Document excerpt →
● ● ● ●

Next, a construction machine according to still another embodiment is described with reference to FIG. 6. Below, differences between the embodiment of FIG. 6 and the embodiment of FIGS. 1 through 4 are mainly described, and descriptions of configurations common to both of the embodiments are omitted.

FIG. 6 is a block diagram illustrating the controller 30, the hydraulic circuit 40, and a hydraulic cylinder of the construction machine of this embodiment. In FIG. 5, the boom cylinder 14 is illustrated as the hydraulic cylinder. The arm cylinder 16 and the bucket cylinder 18 (FIGS. 1 and 2) are also controlled similarly to the boom cylinder 14.

In this embodiment, the controller 30 includes a velocity controller 302 instead of the thrust controller 301 in the embodiment of FIG. 3. A flow rate sensor 281 is provided in the hydraulic line 141. The flow rate sensor 281 measures the flow rate of hydraulic oil supplied to or discharged from the bottom chamber of the boom cylinder 14, and inputs the measured flow rate as a flow rate measurement Q1 to the controller 30.

The velocity controller 302 includes a required velocity value generator 3021, a velocity calculator 3022, and a PI controller 3023. The operation amount OA generated at the input device 31 is input to the required velocity value generator 3021. Based on the operation amount OA, the required velocity value generator 3021 generates a required velocity value VR. For example, the required velocity value VR is proportional to the operation amount OA.

The flow rate measurement Q1 measured by the flow rate sensor 281 is input to the velocity calculator 3022. Based on the flow rate measurement Q1, the velocity calculator 3022 calculates the moving velocity of the boom cylinder 14, and outputs the calculated moving velocity as a velocity measurement VM.

A method of calculating the velocity measurement VM is described with reference to FIG. 7. The velocity measurement VM may be calculated using the following formula. In the formula, A1 indicates the cross-sectional area of the bottom chamber 143 of the boom cylinder 14, A2 indicates the cross-sectional area of the rod chamber 144 of the boom cylinder 14, Q1 indicates the flow rate of hydraulic oil flowing into the bottom chamber 143, Q2 indicates the flow rate of hydraulic oil flowing into the rod chamber 144, and the moving velocity in the direction in which the boom cylinder 14 expands is defined as a positive moving velocity.

● ● ● ●

Record set →
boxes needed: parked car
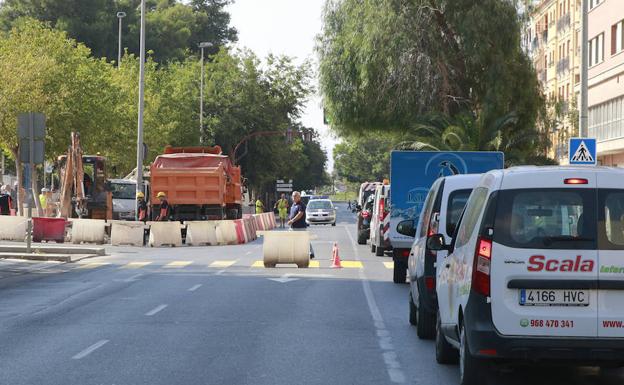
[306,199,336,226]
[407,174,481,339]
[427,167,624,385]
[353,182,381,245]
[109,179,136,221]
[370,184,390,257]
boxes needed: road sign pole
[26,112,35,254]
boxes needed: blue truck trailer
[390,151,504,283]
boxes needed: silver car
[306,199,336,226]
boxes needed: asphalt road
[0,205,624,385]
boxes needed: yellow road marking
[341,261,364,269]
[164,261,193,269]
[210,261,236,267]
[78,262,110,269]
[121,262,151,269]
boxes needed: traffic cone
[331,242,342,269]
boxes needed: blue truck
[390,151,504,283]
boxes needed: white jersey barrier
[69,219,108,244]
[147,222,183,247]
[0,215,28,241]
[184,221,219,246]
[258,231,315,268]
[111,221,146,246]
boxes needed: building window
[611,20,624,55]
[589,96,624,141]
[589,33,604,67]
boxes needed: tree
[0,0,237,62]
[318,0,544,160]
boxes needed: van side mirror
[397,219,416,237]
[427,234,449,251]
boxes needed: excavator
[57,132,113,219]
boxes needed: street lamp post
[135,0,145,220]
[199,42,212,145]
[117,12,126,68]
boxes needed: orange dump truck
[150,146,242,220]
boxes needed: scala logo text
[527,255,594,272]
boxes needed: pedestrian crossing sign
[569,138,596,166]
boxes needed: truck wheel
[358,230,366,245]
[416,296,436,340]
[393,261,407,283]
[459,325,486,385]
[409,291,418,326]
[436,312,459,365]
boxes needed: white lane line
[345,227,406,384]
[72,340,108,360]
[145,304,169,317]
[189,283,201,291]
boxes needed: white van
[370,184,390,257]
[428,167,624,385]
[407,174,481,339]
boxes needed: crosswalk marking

● ● ● ●

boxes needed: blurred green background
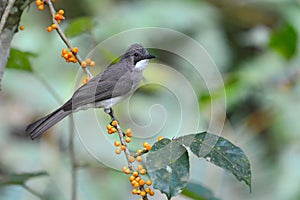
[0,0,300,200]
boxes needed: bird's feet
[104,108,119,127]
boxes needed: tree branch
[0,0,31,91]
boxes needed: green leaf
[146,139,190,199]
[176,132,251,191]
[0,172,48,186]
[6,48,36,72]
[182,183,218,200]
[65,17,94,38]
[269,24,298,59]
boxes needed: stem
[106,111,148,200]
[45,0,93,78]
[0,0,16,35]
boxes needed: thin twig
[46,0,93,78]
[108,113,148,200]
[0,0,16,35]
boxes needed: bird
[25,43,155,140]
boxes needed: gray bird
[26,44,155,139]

● ● ● ●

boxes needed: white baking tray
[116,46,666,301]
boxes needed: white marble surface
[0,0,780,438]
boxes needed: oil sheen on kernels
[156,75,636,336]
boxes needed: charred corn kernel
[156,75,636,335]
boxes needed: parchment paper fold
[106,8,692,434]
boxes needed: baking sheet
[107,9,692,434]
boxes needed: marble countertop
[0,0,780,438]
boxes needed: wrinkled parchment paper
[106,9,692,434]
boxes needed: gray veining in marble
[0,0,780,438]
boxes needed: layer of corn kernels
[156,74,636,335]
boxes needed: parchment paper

● ● ● ●

Stated task →
Write out the construction machine excerpt between "In this embodiment, the" and "operation amount OA.", inclusive.

Response →
In this embodiment, the controller 30 includes a velocity controller 302 instead of the thrust controller 301 in the embodiment of FIG. 3. A flow rate sensor 281 is provided in the hydraulic line 141. The flow rate sensor 281 measures the flow rate of hydraulic oil supplied to or discharged from the bottom chamber of the boom cylinder 14, and inputs the measured flow rate as a flow rate measurement Q1 to the controller 30.

The velocity controller 302 includes a required velocity value generator 3021, a velocity calculator 3022, and a PI controller 3023. The operation amount OA generated at the input device 31 is input to the required velocity value generator 3021. Based on the operation amount OA, the required velocity value generator 3021 generates a required velocity value VR. For example, the required velocity value VR is proportional to the operation amount OA.